**Exercise brief**
Gather every line in the records below that contains the word "jacket" and copy each one in full.

[Pointing dataset records]

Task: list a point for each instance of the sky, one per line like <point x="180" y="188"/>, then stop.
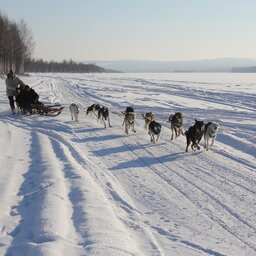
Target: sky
<point x="162" y="30"/>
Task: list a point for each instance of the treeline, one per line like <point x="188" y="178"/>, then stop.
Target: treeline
<point x="16" y="44"/>
<point x="65" y="66"/>
<point x="244" y="70"/>
<point x="16" y="48"/>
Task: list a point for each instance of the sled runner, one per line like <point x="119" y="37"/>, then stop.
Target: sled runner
<point x="51" y="110"/>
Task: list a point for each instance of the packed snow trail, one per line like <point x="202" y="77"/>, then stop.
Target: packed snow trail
<point x="75" y="188"/>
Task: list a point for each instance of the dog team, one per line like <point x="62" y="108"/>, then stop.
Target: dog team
<point x="193" y="135"/>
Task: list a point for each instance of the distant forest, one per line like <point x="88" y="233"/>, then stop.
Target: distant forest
<point x="244" y="70"/>
<point x="16" y="48"/>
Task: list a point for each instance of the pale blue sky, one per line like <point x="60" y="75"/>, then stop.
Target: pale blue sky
<point x="163" y="30"/>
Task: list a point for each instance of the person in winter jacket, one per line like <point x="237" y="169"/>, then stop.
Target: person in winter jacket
<point x="29" y="97"/>
<point x="12" y="82"/>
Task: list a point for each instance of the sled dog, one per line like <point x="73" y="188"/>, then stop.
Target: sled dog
<point x="148" y="117"/>
<point x="210" y="132"/>
<point x="176" y="121"/>
<point x="129" y="119"/>
<point x="194" y="134"/>
<point x="74" y="111"/>
<point x="103" y="115"/>
<point x="94" y="108"/>
<point x="154" y="129"/>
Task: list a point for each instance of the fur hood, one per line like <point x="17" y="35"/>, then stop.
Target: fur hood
<point x="11" y="85"/>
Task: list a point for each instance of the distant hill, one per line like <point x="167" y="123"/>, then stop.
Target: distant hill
<point x="207" y="65"/>
<point x="244" y="70"/>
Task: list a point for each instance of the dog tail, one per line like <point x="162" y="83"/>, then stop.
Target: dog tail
<point x="157" y="128"/>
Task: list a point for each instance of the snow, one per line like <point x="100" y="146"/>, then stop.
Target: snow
<point x="76" y="188"/>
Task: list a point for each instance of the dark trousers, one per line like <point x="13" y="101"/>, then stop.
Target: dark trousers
<point x="11" y="101"/>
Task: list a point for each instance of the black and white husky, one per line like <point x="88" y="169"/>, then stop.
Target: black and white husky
<point x="94" y="108"/>
<point x="194" y="134"/>
<point x="129" y="119"/>
<point x="176" y="121"/>
<point x="74" y="111"/>
<point x="103" y="115"/>
<point x="210" y="132"/>
<point x="148" y="117"/>
<point x="154" y="129"/>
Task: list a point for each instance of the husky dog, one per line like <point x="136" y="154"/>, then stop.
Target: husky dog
<point x="103" y="115"/>
<point x="74" y="111"/>
<point x="94" y="108"/>
<point x="176" y="121"/>
<point x="154" y="129"/>
<point x="129" y="119"/>
<point x="148" y="117"/>
<point x="194" y="134"/>
<point x="210" y="132"/>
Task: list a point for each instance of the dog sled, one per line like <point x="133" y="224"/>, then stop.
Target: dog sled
<point x="50" y="110"/>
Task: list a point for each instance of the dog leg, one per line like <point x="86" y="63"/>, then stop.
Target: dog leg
<point x="172" y="133"/>
<point x="133" y="128"/>
<point x="126" y="127"/>
<point x="109" y="123"/>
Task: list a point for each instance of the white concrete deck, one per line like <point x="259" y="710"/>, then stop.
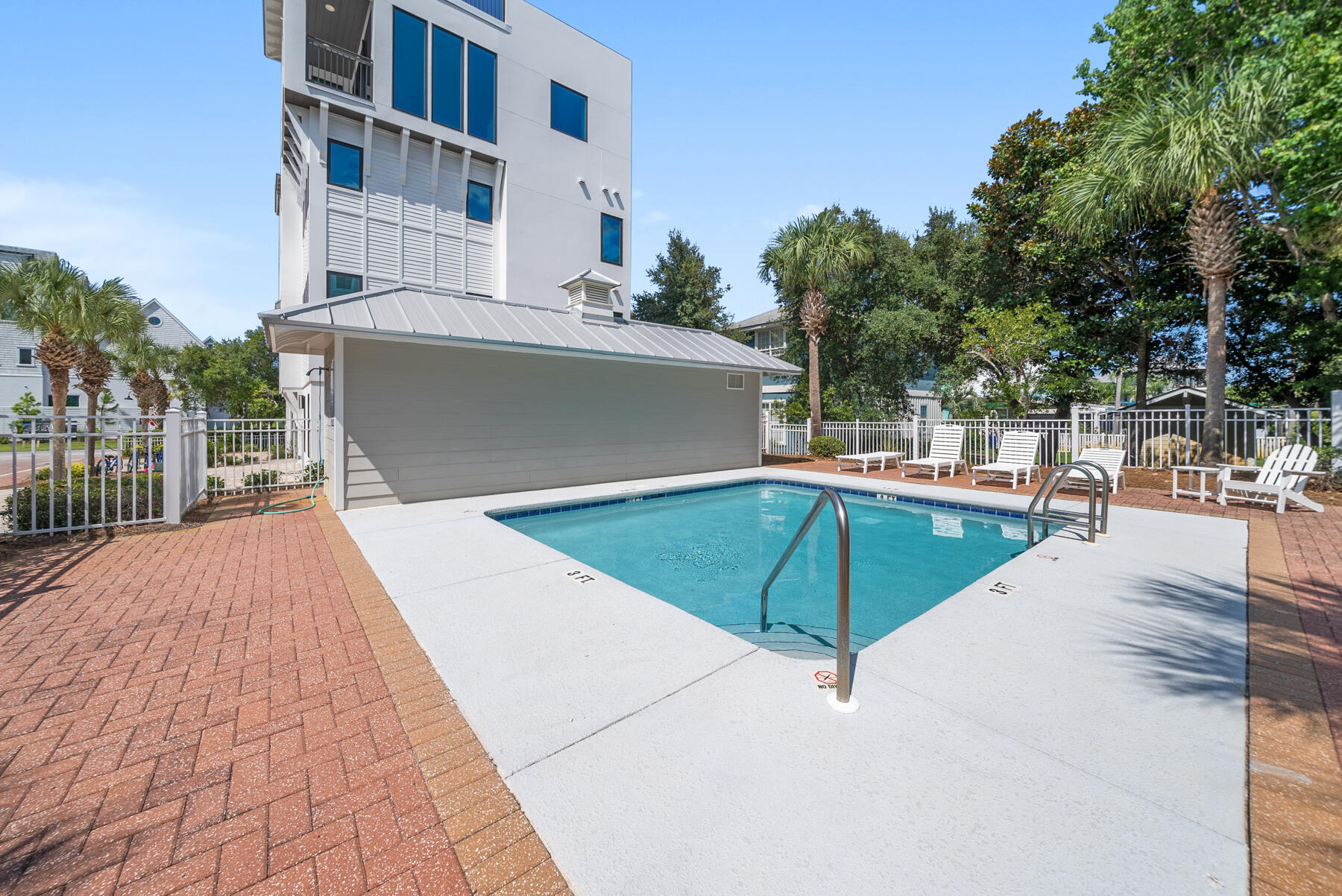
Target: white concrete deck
<point x="1085" y="734"/>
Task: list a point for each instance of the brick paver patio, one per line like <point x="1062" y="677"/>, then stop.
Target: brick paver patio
<point x="239" y="707"/>
<point x="201" y="711"/>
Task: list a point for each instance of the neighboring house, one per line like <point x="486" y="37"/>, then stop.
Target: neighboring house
<point x="19" y="367"/>
<point x="454" y="192"/>
<point x="769" y="334"/>
<point x="449" y="145"/>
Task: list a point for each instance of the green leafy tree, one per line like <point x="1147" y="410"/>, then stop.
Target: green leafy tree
<point x="689" y="290"/>
<point x="42" y="295"/>
<point x="804" y="258"/>
<point x="109" y="313"/>
<point x="1120" y="291"/>
<point x="1006" y="356"/>
<point x="25" y="407"/>
<point x="228" y="373"/>
<point x="1297" y="195"/>
<point x="1192" y="141"/>
<point x="147" y="365"/>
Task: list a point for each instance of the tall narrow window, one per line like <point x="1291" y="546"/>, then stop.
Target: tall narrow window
<point x="481" y="113"/>
<point x="612" y="240"/>
<point x="479" y="201"/>
<point x="447" y="78"/>
<point x="568" y="110"/>
<point x="409" y="50"/>
<point x="344" y="165"/>
<point x="342" y="283"/>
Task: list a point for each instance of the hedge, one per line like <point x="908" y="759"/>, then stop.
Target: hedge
<point x="18" y="510"/>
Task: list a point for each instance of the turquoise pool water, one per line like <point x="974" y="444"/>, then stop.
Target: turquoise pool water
<point x="709" y="552"/>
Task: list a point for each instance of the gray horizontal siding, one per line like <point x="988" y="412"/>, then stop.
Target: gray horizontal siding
<point x="441" y="421"/>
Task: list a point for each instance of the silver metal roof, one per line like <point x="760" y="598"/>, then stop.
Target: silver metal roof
<point x="426" y="315"/>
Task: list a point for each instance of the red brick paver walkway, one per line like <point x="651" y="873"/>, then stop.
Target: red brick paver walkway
<point x="201" y="713"/>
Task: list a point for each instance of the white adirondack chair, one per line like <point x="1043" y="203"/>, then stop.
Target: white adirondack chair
<point x="1281" y="479"/>
<point x="948" y="443"/>
<point x="1112" y="459"/>
<point x="1015" y="458"/>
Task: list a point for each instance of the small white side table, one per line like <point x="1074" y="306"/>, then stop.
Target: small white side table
<point x="1200" y="493"/>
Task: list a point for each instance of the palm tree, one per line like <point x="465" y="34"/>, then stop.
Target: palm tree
<point x="145" y="362"/>
<point x="1192" y="144"/>
<point x="804" y="258"/>
<point x="43" y="298"/>
<point x="107" y="313"/>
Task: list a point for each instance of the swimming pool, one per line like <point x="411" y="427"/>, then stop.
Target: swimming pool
<point x="709" y="552"/>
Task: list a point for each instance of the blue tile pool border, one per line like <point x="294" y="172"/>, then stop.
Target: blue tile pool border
<point x="503" y="515"/>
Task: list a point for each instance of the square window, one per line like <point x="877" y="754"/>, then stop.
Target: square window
<point x="612" y="239"/>
<point x="409" y="62"/>
<point x="342" y="283"/>
<point x="344" y="165"/>
<point x="482" y="74"/>
<point x="568" y="110"/>
<point x="479" y="201"/>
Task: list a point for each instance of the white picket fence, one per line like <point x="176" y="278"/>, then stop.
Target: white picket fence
<point x="248" y="455"/>
<point x="1153" y="439"/>
<point x="129" y="471"/>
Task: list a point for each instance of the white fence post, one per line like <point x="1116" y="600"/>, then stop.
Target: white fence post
<point x="1077" y="435"/>
<point x="1335" y="427"/>
<point x="172" y="466"/>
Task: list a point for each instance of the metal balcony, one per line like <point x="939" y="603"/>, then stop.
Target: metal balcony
<point x="489" y="7"/>
<point x="338" y="69"/>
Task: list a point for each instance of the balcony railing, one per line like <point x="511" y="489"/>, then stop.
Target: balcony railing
<point x="489" y="7"/>
<point x="336" y="67"/>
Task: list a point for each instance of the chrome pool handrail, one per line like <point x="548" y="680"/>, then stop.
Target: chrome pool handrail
<point x="1040" y="510"/>
<point x="845" y="687"/>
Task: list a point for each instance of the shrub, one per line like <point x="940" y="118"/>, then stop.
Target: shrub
<point x="136" y="494"/>
<point x="261" y="479"/>
<point x="825" y="447"/>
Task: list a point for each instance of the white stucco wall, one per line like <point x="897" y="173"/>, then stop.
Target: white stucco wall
<point x="427" y="421"/>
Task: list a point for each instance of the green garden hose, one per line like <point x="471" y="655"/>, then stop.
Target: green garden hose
<point x="268" y="510"/>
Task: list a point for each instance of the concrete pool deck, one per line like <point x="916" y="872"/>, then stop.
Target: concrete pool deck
<point x="1087" y="731"/>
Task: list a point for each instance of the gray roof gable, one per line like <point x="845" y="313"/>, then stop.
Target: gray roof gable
<point x="424" y="314"/>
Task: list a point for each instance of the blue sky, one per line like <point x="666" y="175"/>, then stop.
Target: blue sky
<point x="145" y="144"/>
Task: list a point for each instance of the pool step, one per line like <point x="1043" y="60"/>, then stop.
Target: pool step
<point x="792" y="639"/>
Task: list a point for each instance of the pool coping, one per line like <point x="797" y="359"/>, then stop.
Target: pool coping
<point x="525" y="780"/>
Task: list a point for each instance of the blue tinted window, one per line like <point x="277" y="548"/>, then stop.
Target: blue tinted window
<point x="568" y="110"/>
<point x="342" y="283"/>
<point x="344" y="165"/>
<point x="447" y="78"/>
<point x="479" y="201"/>
<point x="409" y="62"/>
<point x="612" y="240"/>
<point x="479" y="94"/>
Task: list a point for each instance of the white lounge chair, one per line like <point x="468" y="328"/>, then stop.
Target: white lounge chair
<point x="1279" y="479"/>
<point x="948" y="441"/>
<point x="1112" y="459"/>
<point x="870" y="458"/>
<point x="1015" y="458"/>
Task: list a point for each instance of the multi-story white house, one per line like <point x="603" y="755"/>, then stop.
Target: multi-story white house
<point x="463" y="147"/>
<point x="20" y="372"/>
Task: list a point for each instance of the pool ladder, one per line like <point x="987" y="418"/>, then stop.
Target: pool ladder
<point x="1042" y="511"/>
<point x="842" y="698"/>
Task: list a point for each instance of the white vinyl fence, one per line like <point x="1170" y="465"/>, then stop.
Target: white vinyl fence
<point x="263" y="455"/>
<point x="1153" y="439"/>
<point x="129" y="471"/>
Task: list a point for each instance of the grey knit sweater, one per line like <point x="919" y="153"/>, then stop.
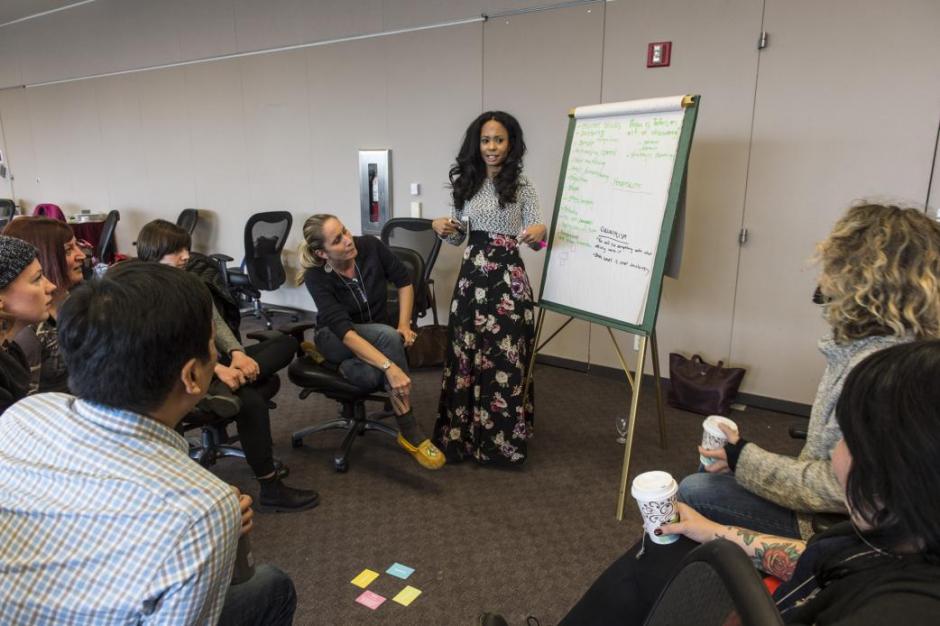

**Result of the task**
Task: list a point for each instance of the person in winter jacket, one per line like <point x="237" y="169"/>, then stop.
Target: person in winter jacket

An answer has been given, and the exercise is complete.